_Texte:_
--- --- ---

Tribunale federale
Tribunal federal
{T 0/2}
6S.370/2003 /ajp
Arrêt du 12 novembre 2003
Cour de cassation pénale
Composition
MM. les Juges Schneider, Président, Wiprächtiger et Karlen.
Greffière: Mme Angéloz.
Parties
X.________,
recourant, représenté par Me Paul Marville,
avocat, case postale 234, 1001 Lausanne,
contre
Ministère public du canton de Vaud,
rue de l'Université 24, case postale,
1014 Lausanne.
Objet
Infraction à la LCR,
pourvoi en nullité contre le jugement du Tribunal d'arrondissement de Lausanne, Tribunal de police,
du 12 septembre 2003.
Faits:
A.
Le 1er avril 2001 vers 17 h 30, A.________ circulait au volant de sa VW Passat au chemin du Beau-Rivage à Lausanne. Arrivé à l'intersection avec l'avenue d'Ouchy, qu'il souhaitait traverser pour emprunter le chemin du Liseron, il s'est arrêté au "cédez le passage" afin d'examiner le trafic. Comme la visibilité n'était pas très bonne à cet endroit, notamment du fait qu'une voiture était parquée en dehors des cases autorisées sur le côté droit en montant l'avenue d'Ouchy, il s'est avancé au-delà de la marque "cédez le passage" signalée au sol. Il a alors regardé à droite puis à gauche et, ne voyant venir aucun véhicule, s'est encore avancé lentement sur l'avenue d'Ouchy. Ce nonobstant, il n'a pas vu arriver le véhicule de marque Chevrolet Corvette conduit par X.________, qui remontait l'avenue d'Ouchy.
X.________ a aperçu le véhicule de A.________ alors qu'il avait accéléré pour monter l'avenue d'Ouchy, après avoir ralenti environ 60 mètres avant l'intersection pour vérifier au passage que le véhicule, parqué à cet endroit, d'une personne qu'il venait de prendre à bord, était fermé à clef. Il a eu l'impression que le véhicule de A.________ allait s'arrêter. Il a alors accéléré une nouvelle fois et, s'apercevant que le véhicule de A.________ poursuivait sa route, a essayé de l'éviter en donnant un violent coup de volant à gauche, tout en accélérant encore. Il n'est toutefois pas parvenu à éviter complètement le véhicule de A.________, dont l'avant gauche a heurté l'arrière droit de son véhicule. X.________ a ensuite freiné vigoureusement pour éviter que son véhicule ne s'encastre dans l'arbre bordant le trottoir.

--- --- ---

_Données extraites:_
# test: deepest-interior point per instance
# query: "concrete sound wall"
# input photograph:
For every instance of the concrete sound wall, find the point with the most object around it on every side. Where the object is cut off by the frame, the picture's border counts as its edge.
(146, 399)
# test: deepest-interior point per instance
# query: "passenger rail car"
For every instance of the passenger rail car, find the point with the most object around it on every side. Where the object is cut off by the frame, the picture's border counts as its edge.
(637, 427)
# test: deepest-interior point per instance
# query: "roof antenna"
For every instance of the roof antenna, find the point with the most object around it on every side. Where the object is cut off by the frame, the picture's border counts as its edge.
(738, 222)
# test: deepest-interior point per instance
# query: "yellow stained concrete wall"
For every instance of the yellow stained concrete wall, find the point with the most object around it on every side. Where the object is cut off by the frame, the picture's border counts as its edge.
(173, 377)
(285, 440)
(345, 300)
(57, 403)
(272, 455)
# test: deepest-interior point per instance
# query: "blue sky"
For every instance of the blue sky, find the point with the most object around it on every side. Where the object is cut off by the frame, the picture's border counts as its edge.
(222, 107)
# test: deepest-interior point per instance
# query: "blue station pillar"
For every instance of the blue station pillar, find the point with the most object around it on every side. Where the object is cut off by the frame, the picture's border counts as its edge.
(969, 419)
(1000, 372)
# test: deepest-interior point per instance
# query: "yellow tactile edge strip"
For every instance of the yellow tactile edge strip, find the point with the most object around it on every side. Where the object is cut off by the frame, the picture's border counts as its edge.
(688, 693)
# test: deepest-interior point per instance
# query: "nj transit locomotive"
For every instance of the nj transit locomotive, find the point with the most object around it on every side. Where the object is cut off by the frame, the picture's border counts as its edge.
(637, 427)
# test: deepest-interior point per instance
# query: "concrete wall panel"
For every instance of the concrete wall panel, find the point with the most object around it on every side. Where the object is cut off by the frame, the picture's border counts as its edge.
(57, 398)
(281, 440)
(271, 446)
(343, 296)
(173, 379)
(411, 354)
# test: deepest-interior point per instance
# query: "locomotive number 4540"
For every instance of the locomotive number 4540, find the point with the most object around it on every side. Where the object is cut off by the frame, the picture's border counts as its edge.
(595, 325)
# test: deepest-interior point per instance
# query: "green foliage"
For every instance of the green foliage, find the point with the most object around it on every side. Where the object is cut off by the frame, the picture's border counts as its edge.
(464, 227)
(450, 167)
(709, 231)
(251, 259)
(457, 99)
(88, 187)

--- --- ---

_Travail demandé:_ Rédigez la suite de l'arrêt sur l'accident de l'avenue d'Ouchy, s'il vous plaît, en reprenant juste après sa dernière phrase.

_Réponse:_
B.
Par prononcé du 15 juillet 2002, le Préfet du district de Lausanne a condamné X.________, en application des art. 90 ch. 1 LCR et 96 OCR, à une amende de 300 francs, pour contravention aux art. 26 al. 1 et 27 al. 1 LCR, 3 al. 1, 4 al. 1, 4a al. 1 let. a et 33 OCR et 22 al. 1 OSR. Il a en outre condamné A.________, également en application des art. 90 ch. 1 LCR et 96 OCR, à une amende de 100 francs, pour contravention aux art. 27 al. 1 et 36 al. 2 LCR, 14 al. 1 OCR et 36 al. 2 OSR.
C.
Statuant sur appel des condamnés, le Tribunal de police de l'arrondissement de Lausanne, par jugement du 12 septembre 2003, a rejeté celui de A.________ et partiellement admis celui de X.________.
S'agissant de ce dernier, le tribunal a retenu que l'instruction n'avait pas établi qu'il roulait à une vitesse supérieure à celle autorisée ni qu'il avait intentionnellement fait vrombir son moteur pour attirer l'attention ou déranger le voisinage. En revanche, il devait se voir reprocher de n'avoir pas fait preuve de la prudence requise lorsqu'il s'était aperçu que le véhicule de A.________ s'engageait sur l'avenue d'Ouchy. Plutôt que de freiner pour s'arrêter, il avait poursuivi sa route en accélérant et n'avait ainsi pas adapté sa réaction aux circonstances. En outre, il avait pris un risque considérable en accélérant pour éviter le véhicule A.________ après avoir donné un violent coup de volant à gauche et en se retrouvant de la sorte sur la voie de circulation opposée.
Fondé sur ces considérations, le tribunal, a libéré X.________ des contraventions aux art. 4a al. 1 let. a OCR et 33 OCR ainsi que 22al.1 OSR retenues dans le prononcé préfectoral, qu'il a en revanche confirmé pour le surplus. En conséquence, il l'a condamné, en application des art. 90 ch. 1 LCR et 96 OCR, à une amende dont il a réduit le montant à 200 francs.
D.
X.________ se pourvoit en nullité au Tribunal fédéral. Invoquant une violation des art. 90 ch. 1 LCR et 96 OCR, il conclut à l'annulation du jugement attaqué.
Le Tribunal fédéral considère en droit:
1.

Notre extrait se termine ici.